What the task requires: Scan the data below for lines holding the word "road", and copy each line found.

[Data shown — start]

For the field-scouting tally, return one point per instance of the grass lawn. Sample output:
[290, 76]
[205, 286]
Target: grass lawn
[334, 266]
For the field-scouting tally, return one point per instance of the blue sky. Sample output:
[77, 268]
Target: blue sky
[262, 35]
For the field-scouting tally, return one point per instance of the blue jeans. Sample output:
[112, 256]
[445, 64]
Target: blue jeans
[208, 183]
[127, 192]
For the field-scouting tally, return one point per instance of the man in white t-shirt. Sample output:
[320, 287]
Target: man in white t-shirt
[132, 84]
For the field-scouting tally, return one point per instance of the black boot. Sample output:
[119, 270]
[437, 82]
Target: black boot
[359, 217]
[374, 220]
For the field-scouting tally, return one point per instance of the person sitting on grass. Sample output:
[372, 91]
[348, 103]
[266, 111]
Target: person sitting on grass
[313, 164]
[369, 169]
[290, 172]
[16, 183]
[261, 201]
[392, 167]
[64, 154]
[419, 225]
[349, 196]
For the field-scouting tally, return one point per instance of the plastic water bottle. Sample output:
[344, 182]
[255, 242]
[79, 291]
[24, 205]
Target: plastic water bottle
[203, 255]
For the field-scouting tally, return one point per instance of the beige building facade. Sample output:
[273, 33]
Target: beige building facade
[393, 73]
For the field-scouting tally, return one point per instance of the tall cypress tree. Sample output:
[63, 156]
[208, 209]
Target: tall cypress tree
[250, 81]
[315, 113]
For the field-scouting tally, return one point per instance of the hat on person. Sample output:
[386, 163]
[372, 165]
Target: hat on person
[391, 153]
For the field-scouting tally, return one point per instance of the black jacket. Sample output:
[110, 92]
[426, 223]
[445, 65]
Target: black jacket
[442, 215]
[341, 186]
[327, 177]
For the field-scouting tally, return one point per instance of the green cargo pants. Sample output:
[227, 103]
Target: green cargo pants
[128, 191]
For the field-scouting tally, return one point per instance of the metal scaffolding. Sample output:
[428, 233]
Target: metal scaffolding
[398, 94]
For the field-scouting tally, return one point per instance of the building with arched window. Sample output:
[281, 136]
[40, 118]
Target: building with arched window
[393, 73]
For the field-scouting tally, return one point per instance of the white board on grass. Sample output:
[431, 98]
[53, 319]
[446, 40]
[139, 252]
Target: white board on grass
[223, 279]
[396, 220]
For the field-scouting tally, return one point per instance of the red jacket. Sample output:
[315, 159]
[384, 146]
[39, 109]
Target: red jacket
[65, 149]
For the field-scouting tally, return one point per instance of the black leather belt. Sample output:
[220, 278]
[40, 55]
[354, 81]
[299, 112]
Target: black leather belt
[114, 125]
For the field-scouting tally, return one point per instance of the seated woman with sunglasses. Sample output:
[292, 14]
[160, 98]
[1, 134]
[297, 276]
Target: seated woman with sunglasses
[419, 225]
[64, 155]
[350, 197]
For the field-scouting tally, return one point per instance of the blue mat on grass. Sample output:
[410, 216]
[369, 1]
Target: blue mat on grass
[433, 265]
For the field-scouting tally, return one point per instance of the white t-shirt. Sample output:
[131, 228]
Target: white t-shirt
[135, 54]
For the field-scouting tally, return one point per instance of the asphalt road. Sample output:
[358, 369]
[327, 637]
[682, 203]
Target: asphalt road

[Data shown — finish]
[Data shown — start]

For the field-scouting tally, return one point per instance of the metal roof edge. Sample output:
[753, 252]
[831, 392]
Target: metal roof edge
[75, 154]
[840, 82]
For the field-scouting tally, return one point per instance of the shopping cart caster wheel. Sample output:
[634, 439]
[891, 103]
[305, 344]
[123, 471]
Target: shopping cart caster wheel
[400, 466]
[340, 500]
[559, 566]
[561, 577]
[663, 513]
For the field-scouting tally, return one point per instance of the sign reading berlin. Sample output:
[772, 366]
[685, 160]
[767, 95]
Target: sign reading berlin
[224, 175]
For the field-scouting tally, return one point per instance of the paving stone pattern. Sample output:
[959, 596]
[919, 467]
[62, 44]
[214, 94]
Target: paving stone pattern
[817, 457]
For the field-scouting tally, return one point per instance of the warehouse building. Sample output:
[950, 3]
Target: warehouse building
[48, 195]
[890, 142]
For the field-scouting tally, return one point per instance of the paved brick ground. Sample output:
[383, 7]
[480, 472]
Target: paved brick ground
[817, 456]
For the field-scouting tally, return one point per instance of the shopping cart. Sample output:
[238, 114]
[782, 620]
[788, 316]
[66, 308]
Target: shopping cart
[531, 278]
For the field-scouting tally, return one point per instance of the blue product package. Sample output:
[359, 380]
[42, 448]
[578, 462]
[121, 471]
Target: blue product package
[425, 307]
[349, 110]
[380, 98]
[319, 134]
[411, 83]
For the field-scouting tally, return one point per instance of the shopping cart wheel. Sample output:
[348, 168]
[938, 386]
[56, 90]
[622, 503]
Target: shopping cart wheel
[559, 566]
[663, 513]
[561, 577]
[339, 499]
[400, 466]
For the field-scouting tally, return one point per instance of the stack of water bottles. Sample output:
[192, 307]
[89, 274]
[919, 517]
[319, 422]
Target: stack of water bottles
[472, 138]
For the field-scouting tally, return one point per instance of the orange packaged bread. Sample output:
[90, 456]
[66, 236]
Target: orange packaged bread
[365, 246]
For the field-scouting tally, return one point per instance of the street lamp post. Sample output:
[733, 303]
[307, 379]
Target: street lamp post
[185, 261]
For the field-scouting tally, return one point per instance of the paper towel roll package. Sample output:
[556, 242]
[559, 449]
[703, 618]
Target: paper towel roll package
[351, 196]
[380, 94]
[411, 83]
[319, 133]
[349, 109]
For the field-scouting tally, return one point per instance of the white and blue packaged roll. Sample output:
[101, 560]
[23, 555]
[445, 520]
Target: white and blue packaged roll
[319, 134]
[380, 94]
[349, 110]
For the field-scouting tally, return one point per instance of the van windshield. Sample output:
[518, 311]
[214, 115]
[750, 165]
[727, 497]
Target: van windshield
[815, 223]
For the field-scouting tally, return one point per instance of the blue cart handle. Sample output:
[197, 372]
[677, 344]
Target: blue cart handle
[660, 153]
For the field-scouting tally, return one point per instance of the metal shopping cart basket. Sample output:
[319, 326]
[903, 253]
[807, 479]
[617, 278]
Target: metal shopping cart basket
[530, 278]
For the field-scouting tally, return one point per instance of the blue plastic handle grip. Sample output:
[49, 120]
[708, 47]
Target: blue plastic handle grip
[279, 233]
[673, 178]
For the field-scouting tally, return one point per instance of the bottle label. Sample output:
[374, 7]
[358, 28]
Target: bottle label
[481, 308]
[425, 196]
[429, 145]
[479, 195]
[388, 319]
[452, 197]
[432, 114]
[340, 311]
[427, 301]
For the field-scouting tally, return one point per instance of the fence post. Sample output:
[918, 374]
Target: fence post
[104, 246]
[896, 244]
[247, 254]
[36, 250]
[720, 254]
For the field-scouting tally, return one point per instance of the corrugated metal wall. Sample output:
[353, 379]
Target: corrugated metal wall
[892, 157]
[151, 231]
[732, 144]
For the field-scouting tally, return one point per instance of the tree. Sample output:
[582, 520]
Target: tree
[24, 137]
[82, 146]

[Data shown — finish]

Exercise response:
For the field-scouting tally, return one point per instance of the asphalt road. Sample output:
Target: asphalt road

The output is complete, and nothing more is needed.